## TEXT FOR ANALYSIS
##############################

Health professionals, specifically nurses, are crucial for providing health information to their patients. Health literacy is an essential competence necessary to effectively communicate and deliver person-centered care. It also helps engage and empower patients to access services and make informed decisions about their wellbeing.

Given the value of proficient health literacy, healthcare professionals must lead efforts to ensure patients are as informed as possible, both in preventative healthcare measures and actions needed to treat any current health problems. However, there is often a lack of understanding that health literacy is much more than the reading level of patient education material.

Why is Health Literacy Important?
Again, proficient health literacy skills help patients advocate for themselves in a medical setting. This is important because poor health literacy skills increase an individual’s risk of the following:

  • Not receiving treatment or receiving treatment too late
  • Taking medication incorrectly or making other dangerous mistakes
  • Experiencing treatment outcomes that are poorer than those with more advanced health literacy
  • Needing treatment and other services to a greater extent than those with good health literacy

Even when people with poor health literacy skills can access health information, either online or in-person, from a healthcare provider, barriers such as mistrust and poor reading and writing skills can increase the risk of miscommunication. Luckily, travel nurses can use a few strategies to improve health understanding among their patient populations.

Promote A Welcoming Environment
A common obstacle to proficient health literacy for patients is a lack of trust in providers. Patients may feel uncomfortable communicating about health-related issues with nursing professionals for many reasons, including language and cultural differences or even just a general dislike of their health providers. Establishing a welcoming environment is the first step to building trust with patients.

If patients feel welcomed and that they are being listened to, they will be more likely to ask questions and divulge more helpful information. Greeting all new patients with a smile and maintaining eye contact during a conversation are two ways to reinforce a positive setting and make patients feel at ease.

##############################

## TO DO
Continue the article on nurses and patient health literacy, starting after its final sentence.

## DATA PROVIDED
##############################

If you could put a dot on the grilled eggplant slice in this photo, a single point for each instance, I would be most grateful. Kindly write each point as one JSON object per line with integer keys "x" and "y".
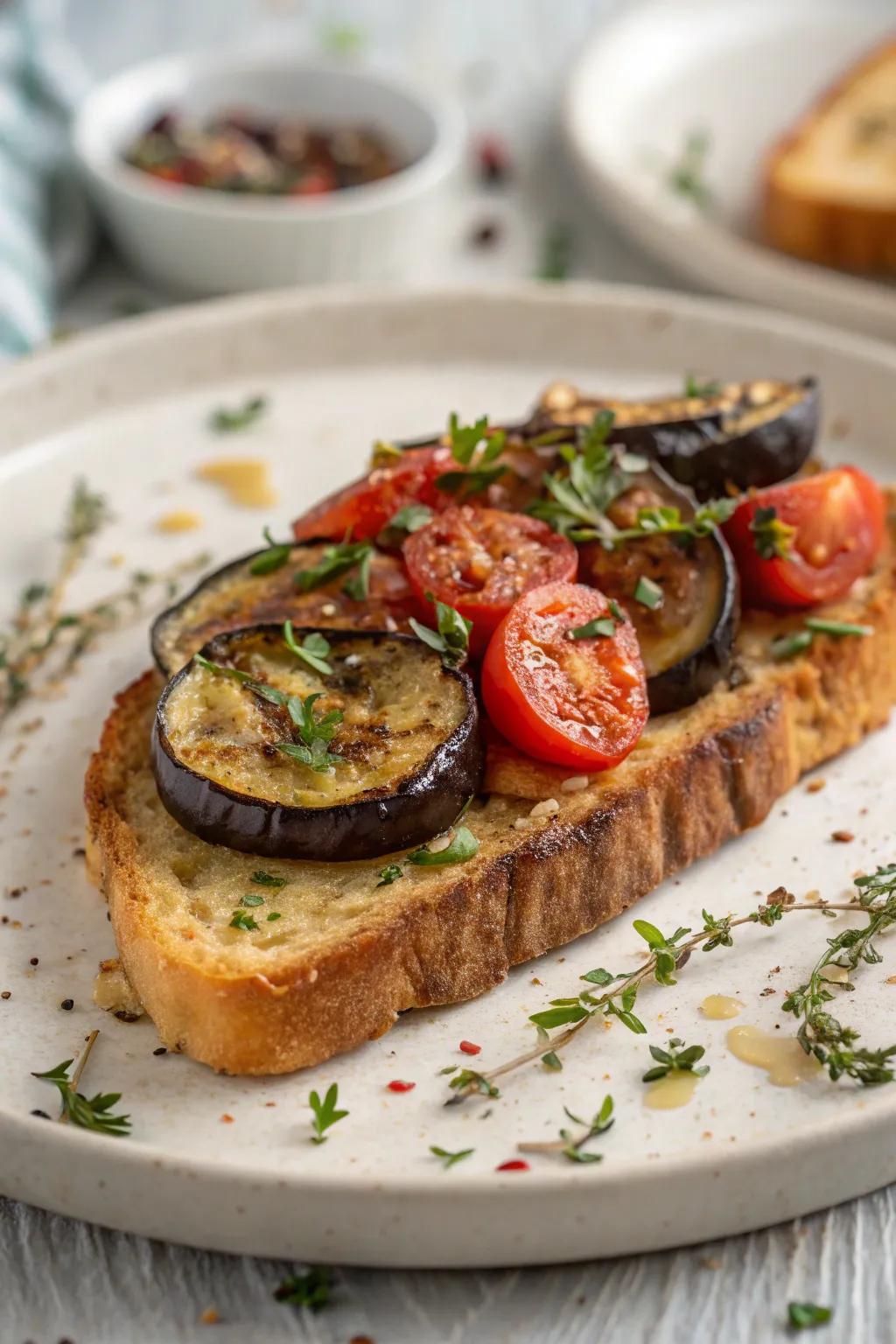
{"x": 234, "y": 597}
{"x": 407, "y": 745}
{"x": 687, "y": 612}
{"x": 745, "y": 434}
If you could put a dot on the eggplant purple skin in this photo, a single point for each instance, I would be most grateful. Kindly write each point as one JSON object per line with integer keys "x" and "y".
{"x": 421, "y": 808}
{"x": 697, "y": 452}
{"x": 695, "y": 675}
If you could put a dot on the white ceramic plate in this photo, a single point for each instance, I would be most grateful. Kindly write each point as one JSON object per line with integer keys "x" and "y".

##############################

## WRITTEN RESPONSE
Use Plain Language
Plain language or “living room language” is beneficial for everyone! It is important to remember that even people with good literacy skills find understanding healthcare information challenging. They often don’t understand medical vocabulary and the basic concepts in health and medicine, such as how the body works or navigating the healthcare system. Nurses should use everyday words instead of medical jargon to prevent any miscommunication.

Asking patients to explain a concept or direction back to you is also a great way to prevent miscommunication. This Teach-Back method helps ensure you are clear in all patient conversations and allows you to clarify any misunderstanding if needed. Teach-Back should not mimic what you said, but patients should use their own words to explain understanding.

Provide printed information
Printed materials, such as diagrams and pamphlets, effectively relay crucial information to patients. It is helpful to use these materials whenever possible, as some information may not have a printed version. If you don’t already provide printed information, test the materials on patients for a limited time to determine their efficacy. The most accessible materials will use elementary language, which is comprehensible at the middle-school level.

Ask And Encourage Questions
By asking simple questions, you can determine if your patient understood the information or instructions by the accuracy of their answers. Open-ended questions, such as, “What questions do you still have?, or possibly, “We just reviewed a lot of information. What parts would you like me to go over with you again?” can leave room for patients to express any concerns or lingering thoughts they may have. Encouraging questions also enable providers to discern whether the patient has any gaps in knowledge or understanding that could be problematic.

It is important to start improving health literacy skills among patients as soon as possible. Nurses and nurse managers, physicians, and other medical professionals play an essential role in ensuring that patients understand varying health-related issues and concerns, particularly those related to their health and well-being. If you’re eager to help patients understand information about their wellbeing, contact us today or check out our available travel nurse jobs!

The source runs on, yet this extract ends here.